■ **ESERCIZI PROPOSTI**
[1] Traduca in inglese questa frase del testo sulla storia di Matteo: «Quella di Giovanna è la storia di tante mamme che affrontano la dura prova della malattia rara di un figlio.»
[2] Riprenda il testo sulla storia di Matteo e lo prosegua a partire dall'ultima frase riportata.

■ **ESTRATTO**
“La storia di Matteo parte dalla nascita, anzi addirittura dalla gravidanza, perché è stata una gravidanza a decorso regolare però con una deflessione della crescita. Matteo è nato piccolino e dopo un mese abbiamo avuto una prima diagnosi di sordità.”
Quella di Giovanna è la storia di tante mamme che affrontano la dura prova della malattia rara di un figlio.
In Italia si segnalano ogni anno 19.000 nuovi casi di patologie rare, ma quella di Matteo è una malattia mitocondriale che registra addirittura solo poche decine di casi in tutto il mondo.
Una diagnosi ricevuta dopo un percorso sofferto, partito con una encefalite che lo ha portato al coma e dal quale è uscito abbastanza bene ad una brutta polmonite proprio all’inizio dell’emergenza sanitaria a marzo 2020.

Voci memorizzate

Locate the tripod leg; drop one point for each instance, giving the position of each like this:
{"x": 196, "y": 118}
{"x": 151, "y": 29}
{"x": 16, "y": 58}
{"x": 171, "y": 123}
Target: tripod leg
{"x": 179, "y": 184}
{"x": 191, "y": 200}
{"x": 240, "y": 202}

■ **ESERCIZI SVOLTI**
[1] Giovanna's story is the story of many mothers who face the harsh ordeal of a child's rare disease.

[2]
“Poi c’è stato l’esordio dell’epilessia e il 30 aprile siamo stati ricoverati restando in ospedale fino a fine agosto, passando lì più di tre mesi ma riuscendo finalmente ad avere delle risposte, una diagnosi certa, anche se infausta.
I medici ci hanno spiegato che con l’epilessia hanno avuto un quadro più chiaro, arrivando ad una diagnosi di malattia mitocondriale su base genetica rarissima, perché al mondo fino ad ora ne sono stati documentati davvero pochi, e quindi con una prognosi molto difficile da dare.
Non esiste una cura e quello che si può fare è curare i sintomi, ad esempio controllare l’epilessia che era per Matteo la sintomatologia in assoluto più invalidante.
Poi pian pianino mio figlio ha raggiunto da solo un equilibrio e siamo riusciti ad uscire dall’ospedale. E questa dimissione è stata possibile anche perché siamo stati segnalati a VIDAS per poter ricevere assistenza e formazione per la cura a casa di Matteo.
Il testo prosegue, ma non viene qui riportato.